→ Aim of the exercise:
Your answer should consist only of the lines from the line containing "Where can the lamb's head" through the last line below, each repeated exactly.

*** Begin section ***

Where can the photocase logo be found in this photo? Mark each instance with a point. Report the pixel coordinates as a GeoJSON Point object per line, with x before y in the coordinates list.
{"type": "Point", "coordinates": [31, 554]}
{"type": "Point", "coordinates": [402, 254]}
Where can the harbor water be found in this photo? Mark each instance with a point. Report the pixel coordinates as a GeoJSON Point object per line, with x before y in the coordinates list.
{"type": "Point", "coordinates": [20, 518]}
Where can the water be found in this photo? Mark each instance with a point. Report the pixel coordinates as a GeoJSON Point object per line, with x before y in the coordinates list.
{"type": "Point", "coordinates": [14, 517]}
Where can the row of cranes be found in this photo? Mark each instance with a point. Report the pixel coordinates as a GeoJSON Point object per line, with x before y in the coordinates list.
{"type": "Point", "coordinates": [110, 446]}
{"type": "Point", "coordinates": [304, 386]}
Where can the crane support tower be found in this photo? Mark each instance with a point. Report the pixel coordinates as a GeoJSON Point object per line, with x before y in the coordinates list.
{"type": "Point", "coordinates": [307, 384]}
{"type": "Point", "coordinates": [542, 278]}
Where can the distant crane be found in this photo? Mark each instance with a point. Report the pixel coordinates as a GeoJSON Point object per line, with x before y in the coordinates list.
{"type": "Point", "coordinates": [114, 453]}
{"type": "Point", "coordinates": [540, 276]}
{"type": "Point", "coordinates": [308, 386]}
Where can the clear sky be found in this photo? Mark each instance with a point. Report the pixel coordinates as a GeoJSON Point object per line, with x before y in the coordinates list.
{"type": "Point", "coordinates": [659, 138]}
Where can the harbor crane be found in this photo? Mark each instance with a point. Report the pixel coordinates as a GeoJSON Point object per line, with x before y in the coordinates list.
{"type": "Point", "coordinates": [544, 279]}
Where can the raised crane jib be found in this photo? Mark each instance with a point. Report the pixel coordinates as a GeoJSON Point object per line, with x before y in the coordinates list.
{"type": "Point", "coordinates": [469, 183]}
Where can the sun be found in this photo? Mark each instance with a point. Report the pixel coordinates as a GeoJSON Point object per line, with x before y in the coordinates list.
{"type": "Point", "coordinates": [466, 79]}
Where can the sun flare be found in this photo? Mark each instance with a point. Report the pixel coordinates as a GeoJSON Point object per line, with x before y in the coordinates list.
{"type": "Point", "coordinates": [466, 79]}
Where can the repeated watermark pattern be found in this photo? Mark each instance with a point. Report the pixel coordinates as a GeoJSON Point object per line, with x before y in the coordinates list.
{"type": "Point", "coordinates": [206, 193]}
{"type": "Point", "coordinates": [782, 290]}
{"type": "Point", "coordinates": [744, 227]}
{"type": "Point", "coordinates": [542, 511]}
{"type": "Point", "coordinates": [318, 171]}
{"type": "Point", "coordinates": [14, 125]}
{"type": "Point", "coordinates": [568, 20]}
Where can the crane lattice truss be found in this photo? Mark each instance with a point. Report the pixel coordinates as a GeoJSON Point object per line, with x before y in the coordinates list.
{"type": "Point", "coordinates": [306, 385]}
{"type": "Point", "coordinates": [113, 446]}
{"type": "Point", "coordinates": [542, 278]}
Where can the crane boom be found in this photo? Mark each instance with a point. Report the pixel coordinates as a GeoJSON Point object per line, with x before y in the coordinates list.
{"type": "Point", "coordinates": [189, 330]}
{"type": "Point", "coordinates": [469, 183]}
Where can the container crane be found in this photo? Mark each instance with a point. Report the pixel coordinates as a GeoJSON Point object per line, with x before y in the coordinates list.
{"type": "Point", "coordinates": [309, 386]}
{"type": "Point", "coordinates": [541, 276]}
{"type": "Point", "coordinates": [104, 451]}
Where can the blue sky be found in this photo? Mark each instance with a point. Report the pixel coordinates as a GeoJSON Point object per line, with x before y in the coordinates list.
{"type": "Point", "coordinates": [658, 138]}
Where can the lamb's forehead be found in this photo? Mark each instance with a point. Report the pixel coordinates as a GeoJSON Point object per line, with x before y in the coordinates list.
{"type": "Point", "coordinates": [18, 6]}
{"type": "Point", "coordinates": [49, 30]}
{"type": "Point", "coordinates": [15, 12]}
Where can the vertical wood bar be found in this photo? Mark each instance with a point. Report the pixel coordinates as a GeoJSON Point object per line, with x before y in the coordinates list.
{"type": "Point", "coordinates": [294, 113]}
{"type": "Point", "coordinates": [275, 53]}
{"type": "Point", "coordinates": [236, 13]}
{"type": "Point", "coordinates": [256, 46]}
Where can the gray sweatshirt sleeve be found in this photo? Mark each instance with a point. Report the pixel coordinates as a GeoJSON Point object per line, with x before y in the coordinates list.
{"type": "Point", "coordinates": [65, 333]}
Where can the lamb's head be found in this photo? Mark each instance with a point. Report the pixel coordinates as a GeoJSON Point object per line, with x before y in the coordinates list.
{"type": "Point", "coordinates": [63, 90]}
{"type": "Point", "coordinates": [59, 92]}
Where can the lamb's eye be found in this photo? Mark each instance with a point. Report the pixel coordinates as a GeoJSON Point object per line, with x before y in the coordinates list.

*** End section ***

→ Exercise output:
Where can the lamb's head be found in this photo? Mark each instance with a point. Report the pixel coordinates as a GeoJSON Point object per line, with x before y in the coordinates list.
{"type": "Point", "coordinates": [63, 90]}
{"type": "Point", "coordinates": [59, 92]}
Where can the lamb's eye be found in this photo? Mark each instance with a point. Report the pixel coordinates as a GeoJSON Point object per line, with x before y in the coordinates list.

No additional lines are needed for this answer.